# EXERCISE PROMPT
Your job is to set down the stretch of entries that opens with the line containing "task | one point per instance, each pair like [9, 449]" and closes with the line containing "task | one point per instance, each pair like [251, 110]". Keep both end lines, copy each exactly, and add nothing.
═══ DATA EXCERPTS
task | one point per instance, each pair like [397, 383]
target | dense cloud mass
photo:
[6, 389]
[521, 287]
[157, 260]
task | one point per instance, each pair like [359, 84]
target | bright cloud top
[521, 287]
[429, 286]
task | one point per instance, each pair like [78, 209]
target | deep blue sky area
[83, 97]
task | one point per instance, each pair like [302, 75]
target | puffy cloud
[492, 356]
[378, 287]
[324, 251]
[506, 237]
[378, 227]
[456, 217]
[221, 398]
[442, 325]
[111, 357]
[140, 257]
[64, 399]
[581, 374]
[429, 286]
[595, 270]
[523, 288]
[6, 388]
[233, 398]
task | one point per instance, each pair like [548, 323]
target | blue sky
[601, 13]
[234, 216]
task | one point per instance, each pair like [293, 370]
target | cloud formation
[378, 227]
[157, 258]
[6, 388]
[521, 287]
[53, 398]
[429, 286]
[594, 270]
══════
═══ DATA EXCERPTS
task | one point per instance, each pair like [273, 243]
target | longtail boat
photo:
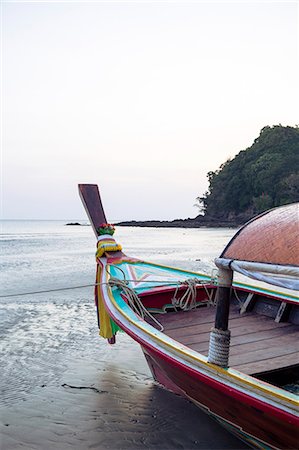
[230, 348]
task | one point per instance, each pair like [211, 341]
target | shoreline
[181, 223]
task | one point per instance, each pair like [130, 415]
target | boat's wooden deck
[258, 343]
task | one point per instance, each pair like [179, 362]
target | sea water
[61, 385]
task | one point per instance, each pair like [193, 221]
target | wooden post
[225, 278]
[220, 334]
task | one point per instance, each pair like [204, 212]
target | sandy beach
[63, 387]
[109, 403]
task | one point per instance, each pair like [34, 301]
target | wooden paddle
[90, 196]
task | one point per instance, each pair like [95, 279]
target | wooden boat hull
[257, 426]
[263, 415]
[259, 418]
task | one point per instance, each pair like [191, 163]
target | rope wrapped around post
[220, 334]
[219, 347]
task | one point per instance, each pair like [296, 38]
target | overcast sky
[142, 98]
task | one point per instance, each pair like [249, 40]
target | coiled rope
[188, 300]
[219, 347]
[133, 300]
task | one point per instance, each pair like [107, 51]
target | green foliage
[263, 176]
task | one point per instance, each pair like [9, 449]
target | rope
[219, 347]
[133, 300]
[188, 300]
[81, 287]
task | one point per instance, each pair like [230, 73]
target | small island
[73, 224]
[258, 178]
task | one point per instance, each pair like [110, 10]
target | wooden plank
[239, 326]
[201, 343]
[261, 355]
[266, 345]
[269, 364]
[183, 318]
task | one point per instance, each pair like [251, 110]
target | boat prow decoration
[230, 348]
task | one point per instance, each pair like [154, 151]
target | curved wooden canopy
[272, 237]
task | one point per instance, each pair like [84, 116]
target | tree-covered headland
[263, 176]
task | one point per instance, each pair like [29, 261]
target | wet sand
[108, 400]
══════
═══ DATA EXCERPTS
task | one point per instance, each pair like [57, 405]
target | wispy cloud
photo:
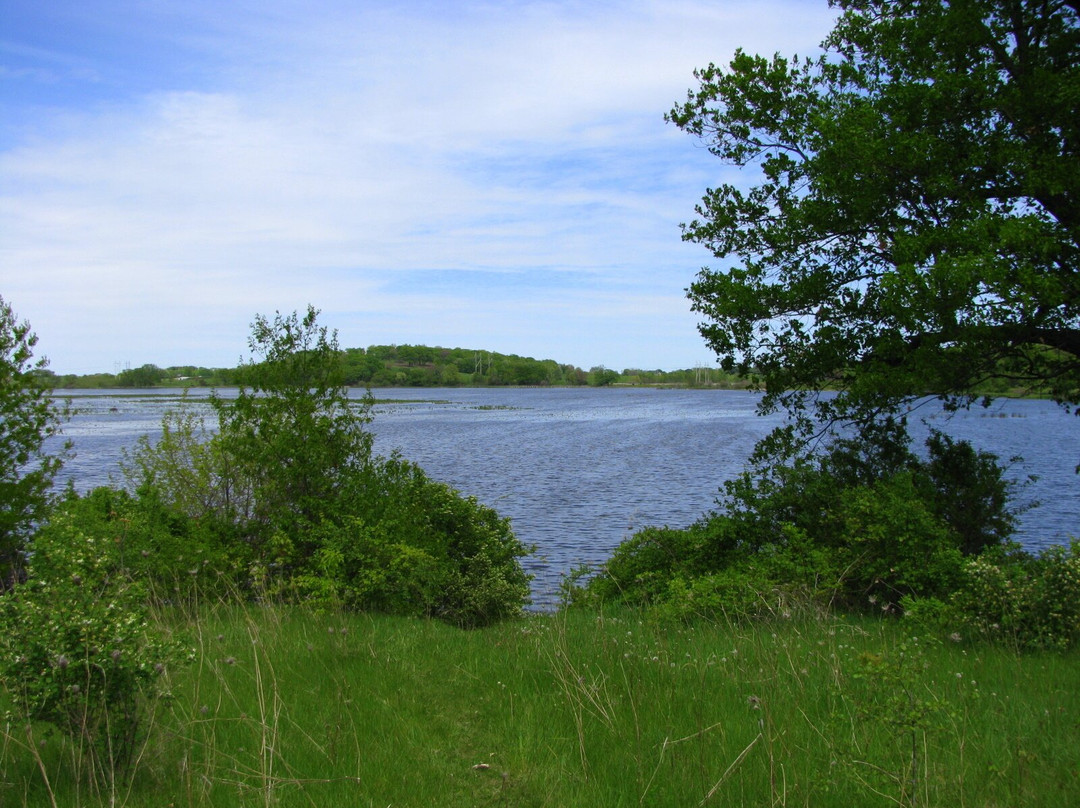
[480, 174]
══════
# RESULT OF THE EXERCISE
task | one point per instance, each pair like [9, 449]
target | rope
[219, 347]
[133, 300]
[188, 300]
[81, 287]
task | one point per instance, each pair like [230, 73]
target | small island
[73, 224]
[258, 178]
task | one point per instance, each pair like [110, 10]
target | wooden plank
[239, 326]
[201, 343]
[261, 355]
[266, 345]
[269, 364]
[183, 318]
task | one point per instance, each pair like [251, 110]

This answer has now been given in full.